**Goal:** In the Q&A transcript below, can you repeat word for word the passage that opens with "For the virtual" and closes with "a fiscal cliff?"?

Transcript of Question & Answer Session The Recovery from a Very Uneven Recession


For the virtual audience, if you can go on to Slido and put some questions in there. Governor, I'll start with a question myself and then we'll go to the room and then we'll see what comes through on the Slido, okay. It's been a week since the Treasurer released the federal budget. In your opinion, was the magnitude and timing of the announced spending measures meaningful for removing the concern that some people would say would be termed as a fiscal cliff?

Philip Lowe

Well, I don't want to comment on the specifics of the budget, but I think the strategy is right. As the Treasurer and the Prime Minister have identified, creating jobs is a priority. You look at the entirety of the budget and I think it's going to do that. The continuing income support to people will help. As people have this income, they will spend it and that will help to create jobs. There are initiatives to create jobs directly through public spending on infrastructure and public health. There are also incentives for businesses to expand and invest and hire people; that will help. And there are some structural reforms in the budget which hopefully give business confidence that the economy will grow.

I think you put all that together, there's enough there to give me confidence that this will be enough to get the recovery going and continue. I would like to see the states play a role in the fiscal response as well. For those of you who have been reading the media and have seen the National Cabinet Meeting, I suggested to the states that it would be good if they increase their spending by an additional 2 per cent of GDP. There's been some progress on that front, I'd like to see further progress but the fiscal response, broadly speaking, has been what the country needed.


Thank you. All right, we'll take from the audience? A microphone please.

Rory Robertson, Westpac Group Treasury

Governor Lowe, thank you for your important update today. Former Treasurer and Prime Minister, Paul Keating, was recently highly critical of the Bank for supposedly not doing enough. You've shown a chart of the Bank's balance sheet that shows the Reserve Bank has done plenty. The question is, has it done enough? You've said today, just a moment ago, that ‘larger increases in balance sheets have occurred in other countries, we are considering the implications of this as we work through our own options.’ In July, you mentioned that the Reserve Bank was open to the idea of possibly doing a QE program where longer term government debt might be bought, over and above what's needed to satisfy the 3-year yield target.

My question is about how would you design such a QE program? I imagine that the federal government's budget and the state budgets in the past month or so have given you a sense that there's something like more than half a trillion dollars of extra government debt going to be in the market in the next few years. How would the Bank go about designing a program? Is it a matter of calibrating it to the size of government debt? What would a sensible QE program look like in terms of regular purchase of government debt? Simply, how would you go about designing such a thing?

Philip Lowe

Well, I'm not going to speculate on that because we haven't yet decided to go down this route. Obviously, we've had internal discussions how we do this and I'm confident that if we take the decision to do this, then we can do it and we do it sensibly. We've studied the experience of other countries. We know what works and we know what doesn't work so well. One of the factors that we've been focusing on is that while our 3-year government interest rates are pretty much the same as everywhere else around the world, our 10-year yields are higher than almost every other western country. So 10-year yields, I think this morning, are kind of 80, maybe 85 and in many other countries they're 60, 50, and obviously in Europe or Japan they're either zero or negative.

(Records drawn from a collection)
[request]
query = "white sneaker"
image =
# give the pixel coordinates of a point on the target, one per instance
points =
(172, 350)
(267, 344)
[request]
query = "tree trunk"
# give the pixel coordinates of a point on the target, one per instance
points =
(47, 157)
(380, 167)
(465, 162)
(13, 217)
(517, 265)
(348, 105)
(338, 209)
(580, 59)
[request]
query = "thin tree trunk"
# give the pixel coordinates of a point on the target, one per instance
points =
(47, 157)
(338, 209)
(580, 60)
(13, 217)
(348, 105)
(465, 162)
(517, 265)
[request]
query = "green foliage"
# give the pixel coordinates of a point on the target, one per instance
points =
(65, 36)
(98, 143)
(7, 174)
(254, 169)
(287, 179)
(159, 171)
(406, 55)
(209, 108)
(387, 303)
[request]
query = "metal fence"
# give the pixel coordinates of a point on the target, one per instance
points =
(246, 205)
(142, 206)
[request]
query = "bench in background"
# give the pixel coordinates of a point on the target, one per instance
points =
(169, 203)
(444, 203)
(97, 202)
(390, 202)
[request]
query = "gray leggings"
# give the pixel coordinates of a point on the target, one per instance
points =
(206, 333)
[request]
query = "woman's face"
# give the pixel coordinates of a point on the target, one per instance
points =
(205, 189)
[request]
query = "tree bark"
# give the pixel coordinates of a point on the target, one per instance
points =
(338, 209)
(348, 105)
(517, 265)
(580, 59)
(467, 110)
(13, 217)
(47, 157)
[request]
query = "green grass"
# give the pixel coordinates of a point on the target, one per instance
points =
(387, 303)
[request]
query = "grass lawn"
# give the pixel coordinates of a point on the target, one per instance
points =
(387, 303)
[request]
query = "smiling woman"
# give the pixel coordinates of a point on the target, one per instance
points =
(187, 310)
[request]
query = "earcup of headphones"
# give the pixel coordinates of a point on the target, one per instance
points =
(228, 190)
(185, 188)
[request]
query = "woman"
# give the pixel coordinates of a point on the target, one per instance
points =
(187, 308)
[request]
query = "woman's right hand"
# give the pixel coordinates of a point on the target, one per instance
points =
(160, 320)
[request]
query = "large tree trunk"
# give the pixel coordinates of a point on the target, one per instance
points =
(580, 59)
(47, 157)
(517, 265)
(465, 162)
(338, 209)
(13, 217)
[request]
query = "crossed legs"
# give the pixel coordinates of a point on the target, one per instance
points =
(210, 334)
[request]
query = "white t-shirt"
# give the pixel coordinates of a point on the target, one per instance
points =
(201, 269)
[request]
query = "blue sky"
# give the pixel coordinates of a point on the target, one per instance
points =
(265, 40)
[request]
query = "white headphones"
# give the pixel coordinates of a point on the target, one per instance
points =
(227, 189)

**Response:**
For the virtual audience, if you can go on to Slido and put some questions in there. Governor, I'll start with a question myself and then we'll go to the room and then we'll see what comes through on the Slido, okay. It's been a week since the Treasurer released the federal budget. In your opinion, was the magnitude and timing of the announced spending measures meaningful for removing the concern that some people would say would be termed as a fiscal cliff?